(Written exercise):
Reproduce all of the records below line for line, without changing anything.

========================

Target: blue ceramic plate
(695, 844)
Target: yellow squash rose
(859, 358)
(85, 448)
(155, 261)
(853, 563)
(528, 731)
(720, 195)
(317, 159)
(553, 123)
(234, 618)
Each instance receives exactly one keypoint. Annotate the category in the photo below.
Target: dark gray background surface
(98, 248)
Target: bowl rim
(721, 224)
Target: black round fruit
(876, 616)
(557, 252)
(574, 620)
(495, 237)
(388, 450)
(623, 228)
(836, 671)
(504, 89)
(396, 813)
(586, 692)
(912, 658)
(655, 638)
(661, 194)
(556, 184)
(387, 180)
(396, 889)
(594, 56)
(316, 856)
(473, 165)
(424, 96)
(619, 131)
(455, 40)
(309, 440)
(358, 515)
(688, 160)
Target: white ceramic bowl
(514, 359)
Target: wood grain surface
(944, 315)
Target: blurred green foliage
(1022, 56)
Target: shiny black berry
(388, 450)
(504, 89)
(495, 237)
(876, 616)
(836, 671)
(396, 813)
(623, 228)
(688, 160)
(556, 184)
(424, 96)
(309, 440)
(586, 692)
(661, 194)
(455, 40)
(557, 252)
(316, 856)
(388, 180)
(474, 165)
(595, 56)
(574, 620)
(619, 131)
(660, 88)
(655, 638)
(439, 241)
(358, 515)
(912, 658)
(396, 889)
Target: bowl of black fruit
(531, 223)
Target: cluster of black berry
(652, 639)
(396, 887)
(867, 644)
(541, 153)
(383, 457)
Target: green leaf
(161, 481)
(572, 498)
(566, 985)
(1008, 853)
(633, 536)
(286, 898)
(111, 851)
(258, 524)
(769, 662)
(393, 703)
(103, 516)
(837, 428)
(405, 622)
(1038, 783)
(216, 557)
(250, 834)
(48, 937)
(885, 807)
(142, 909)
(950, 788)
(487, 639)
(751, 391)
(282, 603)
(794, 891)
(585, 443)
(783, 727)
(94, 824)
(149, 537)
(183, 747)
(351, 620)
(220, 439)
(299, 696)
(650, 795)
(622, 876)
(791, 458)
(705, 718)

========================

(Result):
Target: blue ceramic plate
(695, 844)
Target: yellow squash rose
(859, 358)
(85, 448)
(155, 261)
(853, 563)
(528, 731)
(720, 195)
(317, 159)
(553, 123)
(234, 618)
Each instance receives exactly one keypoint. Annotate the category in the photo below.
Target: dark gray background surface
(98, 248)
Target: bowl rim
(721, 224)
Target: black round fruit
(876, 616)
(557, 252)
(574, 620)
(495, 237)
(388, 450)
(623, 228)
(836, 671)
(504, 89)
(396, 813)
(586, 692)
(912, 658)
(655, 638)
(661, 194)
(556, 184)
(387, 180)
(396, 889)
(594, 56)
(316, 856)
(473, 165)
(424, 96)
(619, 131)
(455, 40)
(309, 440)
(358, 515)
(688, 160)
Target: white ceramic bowl
(514, 359)
Target: wood grain surface
(944, 315)
Target: blurred green foliage
(1022, 56)
Target: shiny black berry
(388, 450)
(504, 89)
(495, 237)
(876, 616)
(836, 671)
(396, 813)
(623, 228)
(688, 160)
(556, 184)
(424, 96)
(309, 440)
(586, 692)
(661, 194)
(455, 40)
(557, 252)
(316, 856)
(388, 180)
(474, 165)
(595, 56)
(574, 620)
(619, 131)
(660, 88)
(655, 638)
(439, 241)
(358, 515)
(912, 658)
(396, 889)
Target: bowl of black fruit
(531, 223)
Target: cluster of black berry
(652, 639)
(396, 887)
(867, 644)
(541, 153)
(383, 457)
Target: green leaf
(161, 481)
(572, 498)
(566, 985)
(1008, 853)
(633, 536)
(286, 898)
(111, 851)
(258, 524)
(769, 662)
(393, 703)
(103, 516)
(837, 428)
(405, 622)
(1038, 783)
(216, 557)
(250, 834)
(48, 937)
(885, 807)
(142, 909)
(950, 788)
(487, 639)
(751, 391)
(282, 603)
(794, 891)
(585, 443)
(783, 727)
(94, 824)
(149, 537)
(183, 747)
(351, 620)
(220, 439)
(299, 696)
(650, 795)
(622, 876)
(791, 458)
(705, 718)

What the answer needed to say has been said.